Can you continue the passage on the meanings of names such as Barnabas and Bertram, picking up right after its last line?
Begin Quoted passage
The name Barnabas or Barnaby is defined as meaning son of the master or son of comfort; Bernher is explained as lord of many children, and hence it would seem that St. Barnaby may be modernised into Bairnsfather. In this connection the British Bryanstones may be connoted with the Irish Bernesbeg and with “The Stone of the Fruitful Fairy”. Bertram is defined by the authorities as meaning fair and pure, and Ferdy or Ferdinand, the Spanish equivalent of this name, may be connoted with the English Faraday.

Fig. 309.—Jehovah, as the God of Battles. Italian Miniature, close of the XII. Cent. From Christian Iconography (Didron).

Fig. 310.—Emblem of the Deity. Nineveh (Layard).
End Quoted passage
Begin Given data
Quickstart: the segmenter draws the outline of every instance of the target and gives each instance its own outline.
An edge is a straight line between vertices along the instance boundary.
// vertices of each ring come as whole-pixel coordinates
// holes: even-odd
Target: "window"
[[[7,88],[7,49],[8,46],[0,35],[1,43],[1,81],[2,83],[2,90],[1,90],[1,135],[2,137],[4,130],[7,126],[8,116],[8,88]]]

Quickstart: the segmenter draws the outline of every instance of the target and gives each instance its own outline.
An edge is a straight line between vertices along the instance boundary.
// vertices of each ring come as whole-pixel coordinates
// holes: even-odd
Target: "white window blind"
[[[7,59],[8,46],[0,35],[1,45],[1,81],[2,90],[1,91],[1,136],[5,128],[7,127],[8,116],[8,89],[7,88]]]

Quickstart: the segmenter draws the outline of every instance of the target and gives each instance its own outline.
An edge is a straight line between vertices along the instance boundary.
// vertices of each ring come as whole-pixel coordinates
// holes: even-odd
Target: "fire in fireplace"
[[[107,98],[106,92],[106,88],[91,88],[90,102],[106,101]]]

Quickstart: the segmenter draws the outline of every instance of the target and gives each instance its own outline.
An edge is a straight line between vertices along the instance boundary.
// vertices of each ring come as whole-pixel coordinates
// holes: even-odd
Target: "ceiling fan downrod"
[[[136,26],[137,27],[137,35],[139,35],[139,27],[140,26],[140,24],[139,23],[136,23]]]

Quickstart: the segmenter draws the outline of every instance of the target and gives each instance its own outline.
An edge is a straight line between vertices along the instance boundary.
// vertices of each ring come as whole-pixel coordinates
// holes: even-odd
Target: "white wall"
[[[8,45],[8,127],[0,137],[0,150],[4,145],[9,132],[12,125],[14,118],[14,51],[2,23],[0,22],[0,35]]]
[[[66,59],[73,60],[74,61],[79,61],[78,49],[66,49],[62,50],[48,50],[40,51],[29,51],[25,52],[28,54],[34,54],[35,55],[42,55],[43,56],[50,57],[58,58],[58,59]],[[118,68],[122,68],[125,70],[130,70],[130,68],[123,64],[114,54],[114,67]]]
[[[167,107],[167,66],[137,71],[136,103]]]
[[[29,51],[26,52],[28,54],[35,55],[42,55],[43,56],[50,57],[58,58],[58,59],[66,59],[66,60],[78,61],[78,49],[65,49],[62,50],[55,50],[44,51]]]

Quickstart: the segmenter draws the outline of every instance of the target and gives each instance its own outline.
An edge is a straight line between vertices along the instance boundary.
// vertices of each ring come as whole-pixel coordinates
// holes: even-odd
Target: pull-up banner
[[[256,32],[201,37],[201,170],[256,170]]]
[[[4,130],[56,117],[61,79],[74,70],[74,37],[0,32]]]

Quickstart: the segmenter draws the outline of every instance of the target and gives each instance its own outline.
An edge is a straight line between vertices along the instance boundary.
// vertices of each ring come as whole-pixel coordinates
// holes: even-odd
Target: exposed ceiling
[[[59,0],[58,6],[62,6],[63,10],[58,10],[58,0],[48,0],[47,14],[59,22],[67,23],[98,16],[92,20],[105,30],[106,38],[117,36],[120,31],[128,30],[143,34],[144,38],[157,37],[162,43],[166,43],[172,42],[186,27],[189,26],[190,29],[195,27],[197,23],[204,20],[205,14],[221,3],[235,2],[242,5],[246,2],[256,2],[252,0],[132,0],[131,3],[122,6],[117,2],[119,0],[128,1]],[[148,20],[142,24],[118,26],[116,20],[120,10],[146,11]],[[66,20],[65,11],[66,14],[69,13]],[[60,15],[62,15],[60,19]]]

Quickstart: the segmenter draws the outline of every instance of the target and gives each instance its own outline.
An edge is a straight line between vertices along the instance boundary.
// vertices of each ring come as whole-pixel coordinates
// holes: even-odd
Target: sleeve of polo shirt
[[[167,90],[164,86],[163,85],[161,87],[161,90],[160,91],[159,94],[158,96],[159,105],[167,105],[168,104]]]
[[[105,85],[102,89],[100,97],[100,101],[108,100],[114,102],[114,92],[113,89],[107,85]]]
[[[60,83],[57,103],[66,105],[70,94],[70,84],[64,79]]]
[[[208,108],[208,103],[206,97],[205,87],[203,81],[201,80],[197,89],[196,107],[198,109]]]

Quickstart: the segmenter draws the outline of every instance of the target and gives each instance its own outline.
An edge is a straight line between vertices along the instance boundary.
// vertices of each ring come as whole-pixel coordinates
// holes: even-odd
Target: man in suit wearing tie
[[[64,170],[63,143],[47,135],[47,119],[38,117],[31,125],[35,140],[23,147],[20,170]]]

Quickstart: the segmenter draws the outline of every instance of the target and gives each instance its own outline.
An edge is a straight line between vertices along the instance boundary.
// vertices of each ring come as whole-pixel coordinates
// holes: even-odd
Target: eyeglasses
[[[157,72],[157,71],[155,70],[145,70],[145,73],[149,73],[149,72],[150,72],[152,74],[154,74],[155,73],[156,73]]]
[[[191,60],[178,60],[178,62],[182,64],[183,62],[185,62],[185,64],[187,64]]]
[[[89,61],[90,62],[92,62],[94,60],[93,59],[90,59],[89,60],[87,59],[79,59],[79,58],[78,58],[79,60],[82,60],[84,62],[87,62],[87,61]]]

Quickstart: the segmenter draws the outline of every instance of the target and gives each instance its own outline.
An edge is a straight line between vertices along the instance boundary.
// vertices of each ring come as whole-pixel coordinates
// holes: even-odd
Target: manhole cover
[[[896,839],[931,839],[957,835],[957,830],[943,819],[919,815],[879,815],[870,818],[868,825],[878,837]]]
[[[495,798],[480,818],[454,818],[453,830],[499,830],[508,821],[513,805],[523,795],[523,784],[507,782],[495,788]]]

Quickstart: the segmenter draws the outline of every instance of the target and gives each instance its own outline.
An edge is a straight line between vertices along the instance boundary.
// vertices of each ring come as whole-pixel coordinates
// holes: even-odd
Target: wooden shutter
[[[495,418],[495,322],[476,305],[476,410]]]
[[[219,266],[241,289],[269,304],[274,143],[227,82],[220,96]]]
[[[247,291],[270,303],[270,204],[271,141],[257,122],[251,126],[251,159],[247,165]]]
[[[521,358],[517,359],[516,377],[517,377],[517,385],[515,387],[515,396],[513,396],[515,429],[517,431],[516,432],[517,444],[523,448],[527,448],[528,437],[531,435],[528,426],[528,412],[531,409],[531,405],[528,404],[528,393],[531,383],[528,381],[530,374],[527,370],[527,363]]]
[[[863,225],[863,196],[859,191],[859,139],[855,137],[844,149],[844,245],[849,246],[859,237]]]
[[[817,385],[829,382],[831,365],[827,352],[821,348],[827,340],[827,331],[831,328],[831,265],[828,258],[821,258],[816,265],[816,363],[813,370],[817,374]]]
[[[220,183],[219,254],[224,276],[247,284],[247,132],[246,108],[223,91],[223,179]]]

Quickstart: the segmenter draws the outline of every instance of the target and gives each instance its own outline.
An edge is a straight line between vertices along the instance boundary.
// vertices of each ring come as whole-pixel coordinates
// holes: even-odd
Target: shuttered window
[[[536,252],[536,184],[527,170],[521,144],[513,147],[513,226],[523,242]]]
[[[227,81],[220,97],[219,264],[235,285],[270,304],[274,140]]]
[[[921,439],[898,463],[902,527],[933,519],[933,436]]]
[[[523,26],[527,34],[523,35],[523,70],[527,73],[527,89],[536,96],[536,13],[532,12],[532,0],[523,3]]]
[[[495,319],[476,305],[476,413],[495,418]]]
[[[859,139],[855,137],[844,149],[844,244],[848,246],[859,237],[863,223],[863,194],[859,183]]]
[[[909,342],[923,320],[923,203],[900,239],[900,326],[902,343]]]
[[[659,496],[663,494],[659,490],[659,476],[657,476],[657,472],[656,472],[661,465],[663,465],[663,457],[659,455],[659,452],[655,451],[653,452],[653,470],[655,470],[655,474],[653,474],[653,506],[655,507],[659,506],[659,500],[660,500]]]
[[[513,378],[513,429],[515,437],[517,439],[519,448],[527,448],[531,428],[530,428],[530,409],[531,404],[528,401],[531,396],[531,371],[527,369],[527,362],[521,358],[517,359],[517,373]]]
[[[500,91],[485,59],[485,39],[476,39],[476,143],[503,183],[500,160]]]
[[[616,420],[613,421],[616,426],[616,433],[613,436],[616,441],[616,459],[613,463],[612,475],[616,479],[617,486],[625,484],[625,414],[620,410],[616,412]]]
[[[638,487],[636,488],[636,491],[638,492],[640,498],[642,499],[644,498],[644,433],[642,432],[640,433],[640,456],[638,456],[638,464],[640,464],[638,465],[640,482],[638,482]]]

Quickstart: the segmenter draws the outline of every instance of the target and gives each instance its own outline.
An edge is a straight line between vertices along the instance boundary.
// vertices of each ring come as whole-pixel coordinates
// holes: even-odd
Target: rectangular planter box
End Given data
• Task result
The surname Barry, with which presumably may be equated variants such as Berry and Bray, is translated as being Celtic for good marksman: the Cretans were famed archers, and the archery of the English yeomen was in its time perhaps not less famous. If Barry meant good marksman, it is to be inferred that the archetypal Barry was Jou, Jupiter, or Jehovah as here represented, and as there is no known etymology for yeoman, it may be that the original yeomen were like the Barrys, “good marksmen”. The Greeks portrayed Apollo, and the Tyrians Adad, as a Sovereign Archer, and as the lord of an unerring bow. The name Adad is seemingly ad-ad, a duplication of Ad probably once meaning Head Head, or Haut Haut,[570] and the Celtic dad or tad is presumably a corroded form of Adad. The famous archer Robin Hood, now generally accepted as a myth survival, will be considered later; meanwhile it may here be noted that the authorities derive the surnames Taddy, Addy, Adkin, Aitkin, etc., from Adam. One may connote Adkin or Little Ad with Hudkin, a Dutch and German elf akin to Robin Goodfellow: “Hudkin is a very familiar devil, who will do nobody hurt, except he receive injury; but he cannot abide that, nor yet be mocked. He talketh with men friendly, sometimes visibly, sometimes invisibly. There go as many tales upon this Hudkin in some parts of Germany as there did in England on Robin Goodfellow.”[571] To this Hud the Leicestershire place-name Odestone or Odstone near Twycross—query Two or Twa cross—may be due.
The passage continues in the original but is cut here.